== Segment start ==

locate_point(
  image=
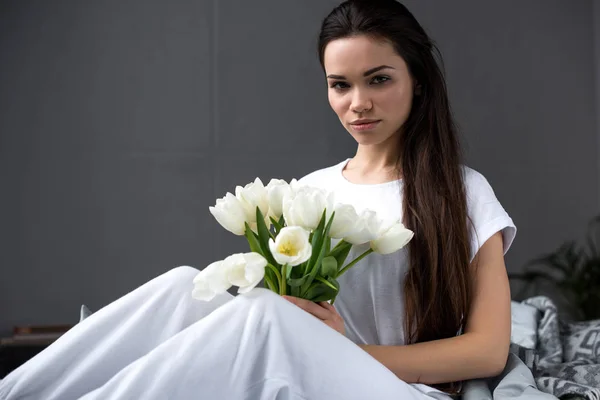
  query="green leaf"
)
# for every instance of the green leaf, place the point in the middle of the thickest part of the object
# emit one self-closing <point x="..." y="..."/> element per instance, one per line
<point x="316" y="241"/>
<point x="270" y="285"/>
<point x="252" y="240"/>
<point x="277" y="225"/>
<point x="297" y="282"/>
<point x="271" y="278"/>
<point x="319" y="252"/>
<point x="295" y="291"/>
<point x="329" y="266"/>
<point x="341" y="251"/>
<point x="320" y="291"/>
<point x="263" y="237"/>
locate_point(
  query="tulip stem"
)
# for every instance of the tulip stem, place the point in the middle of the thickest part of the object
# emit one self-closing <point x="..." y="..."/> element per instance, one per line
<point x="347" y="267"/>
<point x="341" y="242"/>
<point x="269" y="283"/>
<point x="282" y="285"/>
<point x="277" y="274"/>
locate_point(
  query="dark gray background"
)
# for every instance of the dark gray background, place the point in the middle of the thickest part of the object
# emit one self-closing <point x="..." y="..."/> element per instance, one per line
<point x="121" y="122"/>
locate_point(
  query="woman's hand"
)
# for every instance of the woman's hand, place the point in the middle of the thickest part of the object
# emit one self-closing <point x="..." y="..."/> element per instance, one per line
<point x="322" y="310"/>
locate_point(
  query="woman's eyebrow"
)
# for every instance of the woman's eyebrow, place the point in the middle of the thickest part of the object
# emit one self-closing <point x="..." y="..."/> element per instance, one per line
<point x="367" y="73"/>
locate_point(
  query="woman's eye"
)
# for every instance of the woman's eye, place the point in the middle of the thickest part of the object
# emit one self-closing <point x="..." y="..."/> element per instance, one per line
<point x="380" y="79"/>
<point x="339" y="85"/>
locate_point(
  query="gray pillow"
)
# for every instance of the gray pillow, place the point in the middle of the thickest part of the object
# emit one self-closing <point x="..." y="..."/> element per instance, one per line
<point x="581" y="341"/>
<point x="84" y="312"/>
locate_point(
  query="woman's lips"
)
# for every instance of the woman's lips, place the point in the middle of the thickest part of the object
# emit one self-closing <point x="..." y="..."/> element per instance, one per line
<point x="366" y="126"/>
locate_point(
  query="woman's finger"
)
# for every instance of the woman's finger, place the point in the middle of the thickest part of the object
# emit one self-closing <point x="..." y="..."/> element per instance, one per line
<point x="310" y="307"/>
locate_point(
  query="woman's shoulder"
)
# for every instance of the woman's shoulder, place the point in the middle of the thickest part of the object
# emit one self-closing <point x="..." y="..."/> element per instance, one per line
<point x="478" y="187"/>
<point x="322" y="176"/>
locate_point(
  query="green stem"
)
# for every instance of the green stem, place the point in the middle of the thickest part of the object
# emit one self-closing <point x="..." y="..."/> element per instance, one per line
<point x="276" y="271"/>
<point x="269" y="283"/>
<point x="341" y="242"/>
<point x="363" y="255"/>
<point x="326" y="282"/>
<point x="282" y="286"/>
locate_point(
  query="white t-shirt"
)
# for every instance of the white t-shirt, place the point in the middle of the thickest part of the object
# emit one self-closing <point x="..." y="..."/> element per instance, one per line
<point x="370" y="299"/>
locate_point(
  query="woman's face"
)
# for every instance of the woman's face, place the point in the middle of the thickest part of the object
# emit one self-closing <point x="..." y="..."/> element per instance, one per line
<point x="368" y="82"/>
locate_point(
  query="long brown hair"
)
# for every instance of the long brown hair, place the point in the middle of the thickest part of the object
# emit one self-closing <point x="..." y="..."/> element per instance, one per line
<point x="438" y="286"/>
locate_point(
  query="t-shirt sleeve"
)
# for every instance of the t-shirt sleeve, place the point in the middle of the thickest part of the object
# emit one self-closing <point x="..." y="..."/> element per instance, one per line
<point x="486" y="213"/>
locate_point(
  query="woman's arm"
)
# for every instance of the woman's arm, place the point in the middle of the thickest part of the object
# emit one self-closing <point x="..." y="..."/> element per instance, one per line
<point x="481" y="351"/>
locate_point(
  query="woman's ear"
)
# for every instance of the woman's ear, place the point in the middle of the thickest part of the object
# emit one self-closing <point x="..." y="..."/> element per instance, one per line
<point x="418" y="90"/>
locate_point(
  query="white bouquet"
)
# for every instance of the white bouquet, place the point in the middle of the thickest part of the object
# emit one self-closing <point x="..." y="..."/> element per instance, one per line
<point x="290" y="229"/>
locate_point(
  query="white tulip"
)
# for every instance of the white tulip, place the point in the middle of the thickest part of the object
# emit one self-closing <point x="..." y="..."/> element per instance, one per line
<point x="251" y="196"/>
<point x="211" y="281"/>
<point x="344" y="221"/>
<point x="304" y="206"/>
<point x="276" y="191"/>
<point x="291" y="246"/>
<point x="392" y="239"/>
<point x="368" y="227"/>
<point x="230" y="214"/>
<point x="245" y="270"/>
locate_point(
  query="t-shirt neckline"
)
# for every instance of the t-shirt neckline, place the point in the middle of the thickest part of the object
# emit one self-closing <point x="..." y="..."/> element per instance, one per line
<point x="340" y="171"/>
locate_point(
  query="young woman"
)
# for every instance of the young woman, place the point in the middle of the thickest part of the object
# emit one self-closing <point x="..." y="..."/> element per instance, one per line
<point x="432" y="315"/>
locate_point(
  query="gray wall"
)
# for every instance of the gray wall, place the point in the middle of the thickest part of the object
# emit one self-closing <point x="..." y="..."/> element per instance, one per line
<point x="596" y="23"/>
<point x="121" y="122"/>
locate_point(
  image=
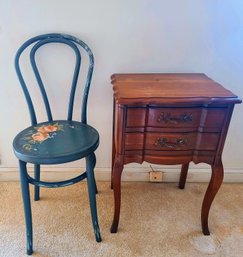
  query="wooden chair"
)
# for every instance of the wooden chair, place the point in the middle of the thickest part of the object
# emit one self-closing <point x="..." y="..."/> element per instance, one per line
<point x="56" y="141"/>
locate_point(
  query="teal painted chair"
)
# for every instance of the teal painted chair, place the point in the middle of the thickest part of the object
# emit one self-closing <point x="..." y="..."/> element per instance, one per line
<point x="56" y="141"/>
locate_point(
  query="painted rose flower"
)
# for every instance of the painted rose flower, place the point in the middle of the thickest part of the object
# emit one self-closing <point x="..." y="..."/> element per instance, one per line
<point x="40" y="137"/>
<point x="47" y="129"/>
<point x="39" y="134"/>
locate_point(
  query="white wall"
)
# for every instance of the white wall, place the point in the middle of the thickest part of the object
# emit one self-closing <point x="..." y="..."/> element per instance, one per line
<point x="126" y="36"/>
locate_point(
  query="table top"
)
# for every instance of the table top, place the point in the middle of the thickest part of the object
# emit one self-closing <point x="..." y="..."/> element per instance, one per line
<point x="169" y="87"/>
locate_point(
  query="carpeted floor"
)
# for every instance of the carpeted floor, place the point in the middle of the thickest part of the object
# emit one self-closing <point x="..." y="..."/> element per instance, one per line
<point x="156" y="220"/>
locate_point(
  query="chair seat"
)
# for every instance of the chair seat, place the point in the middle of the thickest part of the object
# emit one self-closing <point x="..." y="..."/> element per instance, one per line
<point x="55" y="142"/>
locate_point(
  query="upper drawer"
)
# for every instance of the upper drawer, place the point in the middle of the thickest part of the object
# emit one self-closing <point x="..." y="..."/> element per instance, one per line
<point x="174" y="117"/>
<point x="211" y="118"/>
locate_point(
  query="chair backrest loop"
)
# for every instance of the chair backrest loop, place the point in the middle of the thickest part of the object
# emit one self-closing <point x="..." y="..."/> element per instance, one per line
<point x="71" y="41"/>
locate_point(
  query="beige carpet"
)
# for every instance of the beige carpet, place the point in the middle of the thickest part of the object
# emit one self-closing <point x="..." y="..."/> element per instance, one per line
<point x="156" y="220"/>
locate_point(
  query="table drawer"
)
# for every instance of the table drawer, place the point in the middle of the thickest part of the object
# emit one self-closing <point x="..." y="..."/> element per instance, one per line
<point x="171" y="141"/>
<point x="181" y="141"/>
<point x="174" y="117"/>
<point x="211" y="118"/>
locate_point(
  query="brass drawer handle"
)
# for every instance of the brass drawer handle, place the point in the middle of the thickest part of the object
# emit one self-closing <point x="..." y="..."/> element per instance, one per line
<point x="168" y="118"/>
<point x="164" y="142"/>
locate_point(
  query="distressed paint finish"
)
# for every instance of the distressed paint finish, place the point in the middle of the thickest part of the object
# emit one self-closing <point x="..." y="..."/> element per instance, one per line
<point x="56" y="141"/>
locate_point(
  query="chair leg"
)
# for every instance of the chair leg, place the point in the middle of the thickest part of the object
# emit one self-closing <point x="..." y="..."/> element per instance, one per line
<point x="90" y="161"/>
<point x="26" y="204"/>
<point x="37" y="177"/>
<point x="94" y="163"/>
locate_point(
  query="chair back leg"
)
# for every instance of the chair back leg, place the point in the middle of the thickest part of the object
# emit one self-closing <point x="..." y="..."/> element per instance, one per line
<point x="27" y="207"/>
<point x="90" y="163"/>
<point x="37" y="177"/>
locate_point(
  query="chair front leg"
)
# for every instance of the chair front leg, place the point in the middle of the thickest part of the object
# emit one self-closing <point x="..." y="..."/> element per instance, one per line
<point x="90" y="161"/>
<point x="26" y="204"/>
<point x="37" y="177"/>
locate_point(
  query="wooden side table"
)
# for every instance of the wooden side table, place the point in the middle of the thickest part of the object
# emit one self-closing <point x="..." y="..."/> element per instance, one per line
<point x="170" y="119"/>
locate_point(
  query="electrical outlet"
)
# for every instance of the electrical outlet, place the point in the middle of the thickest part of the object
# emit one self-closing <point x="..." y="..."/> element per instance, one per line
<point x="155" y="176"/>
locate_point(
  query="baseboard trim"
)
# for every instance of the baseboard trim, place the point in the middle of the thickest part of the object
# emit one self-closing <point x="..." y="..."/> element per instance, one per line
<point x="129" y="174"/>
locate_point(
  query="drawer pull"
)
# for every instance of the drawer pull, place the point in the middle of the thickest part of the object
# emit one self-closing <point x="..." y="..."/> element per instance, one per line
<point x="164" y="142"/>
<point x="168" y="118"/>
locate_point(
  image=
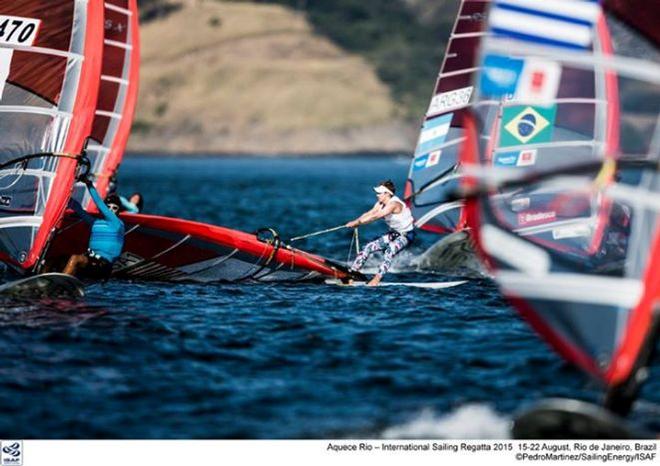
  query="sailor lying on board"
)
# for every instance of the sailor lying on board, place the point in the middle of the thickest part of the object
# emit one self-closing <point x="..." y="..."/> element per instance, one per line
<point x="132" y="205"/>
<point x="106" y="239"/>
<point x="400" y="221"/>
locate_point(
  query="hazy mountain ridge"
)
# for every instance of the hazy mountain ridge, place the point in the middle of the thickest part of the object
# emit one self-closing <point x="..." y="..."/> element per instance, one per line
<point x="257" y="77"/>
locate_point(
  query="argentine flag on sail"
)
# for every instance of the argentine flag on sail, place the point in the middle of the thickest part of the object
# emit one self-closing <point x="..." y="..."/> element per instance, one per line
<point x="433" y="134"/>
<point x="560" y="23"/>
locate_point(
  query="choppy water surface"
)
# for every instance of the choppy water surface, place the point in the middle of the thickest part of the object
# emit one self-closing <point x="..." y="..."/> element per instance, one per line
<point x="276" y="361"/>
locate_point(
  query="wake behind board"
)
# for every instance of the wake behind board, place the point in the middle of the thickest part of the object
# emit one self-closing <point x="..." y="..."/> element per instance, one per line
<point x="573" y="419"/>
<point x="47" y="285"/>
<point x="428" y="285"/>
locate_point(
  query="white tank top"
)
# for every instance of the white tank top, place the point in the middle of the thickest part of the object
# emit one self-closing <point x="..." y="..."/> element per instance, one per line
<point x="402" y="222"/>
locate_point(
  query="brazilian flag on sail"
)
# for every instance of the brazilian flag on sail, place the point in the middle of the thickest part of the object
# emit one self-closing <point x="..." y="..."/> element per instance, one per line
<point x="525" y="124"/>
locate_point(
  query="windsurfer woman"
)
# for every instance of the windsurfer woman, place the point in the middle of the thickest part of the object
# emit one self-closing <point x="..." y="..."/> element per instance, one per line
<point x="106" y="237"/>
<point x="401" y="232"/>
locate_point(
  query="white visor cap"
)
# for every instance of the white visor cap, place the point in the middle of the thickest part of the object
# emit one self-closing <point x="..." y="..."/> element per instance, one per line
<point x="382" y="190"/>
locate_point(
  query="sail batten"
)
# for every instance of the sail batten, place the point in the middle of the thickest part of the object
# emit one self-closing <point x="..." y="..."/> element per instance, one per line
<point x="117" y="97"/>
<point x="574" y="244"/>
<point x="434" y="171"/>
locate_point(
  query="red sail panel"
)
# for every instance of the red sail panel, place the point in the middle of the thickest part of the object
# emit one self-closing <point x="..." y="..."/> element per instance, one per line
<point x="50" y="61"/>
<point x="576" y="259"/>
<point x="434" y="173"/>
<point x="117" y="96"/>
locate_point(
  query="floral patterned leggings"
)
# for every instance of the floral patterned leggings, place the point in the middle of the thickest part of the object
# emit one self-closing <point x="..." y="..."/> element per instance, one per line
<point x="391" y="247"/>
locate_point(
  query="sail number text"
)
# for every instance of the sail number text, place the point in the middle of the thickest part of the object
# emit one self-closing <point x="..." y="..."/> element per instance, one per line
<point x="18" y="31"/>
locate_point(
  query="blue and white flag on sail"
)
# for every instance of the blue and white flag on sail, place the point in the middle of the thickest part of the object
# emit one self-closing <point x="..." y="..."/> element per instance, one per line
<point x="433" y="135"/>
<point x="560" y="23"/>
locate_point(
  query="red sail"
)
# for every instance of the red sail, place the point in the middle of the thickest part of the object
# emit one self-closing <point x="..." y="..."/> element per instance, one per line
<point x="117" y="95"/>
<point x="50" y="62"/>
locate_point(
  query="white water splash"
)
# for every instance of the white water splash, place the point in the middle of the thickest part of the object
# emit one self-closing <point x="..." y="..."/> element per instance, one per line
<point x="472" y="421"/>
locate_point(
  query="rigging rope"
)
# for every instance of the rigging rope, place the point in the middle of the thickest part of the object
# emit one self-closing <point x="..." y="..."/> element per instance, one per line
<point x="316" y="233"/>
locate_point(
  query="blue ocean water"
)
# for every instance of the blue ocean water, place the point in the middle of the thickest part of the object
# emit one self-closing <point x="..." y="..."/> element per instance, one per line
<point x="157" y="360"/>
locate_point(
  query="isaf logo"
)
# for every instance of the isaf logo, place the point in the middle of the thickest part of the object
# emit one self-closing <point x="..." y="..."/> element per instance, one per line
<point x="12" y="453"/>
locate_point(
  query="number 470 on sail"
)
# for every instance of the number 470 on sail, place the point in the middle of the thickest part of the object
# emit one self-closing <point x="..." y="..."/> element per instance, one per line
<point x="16" y="30"/>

== Segment end ==

## [What needs to be done]
For the entries above, count the lines that contain the string "brazilian", and state that number without further comment.

## [Answer box]
2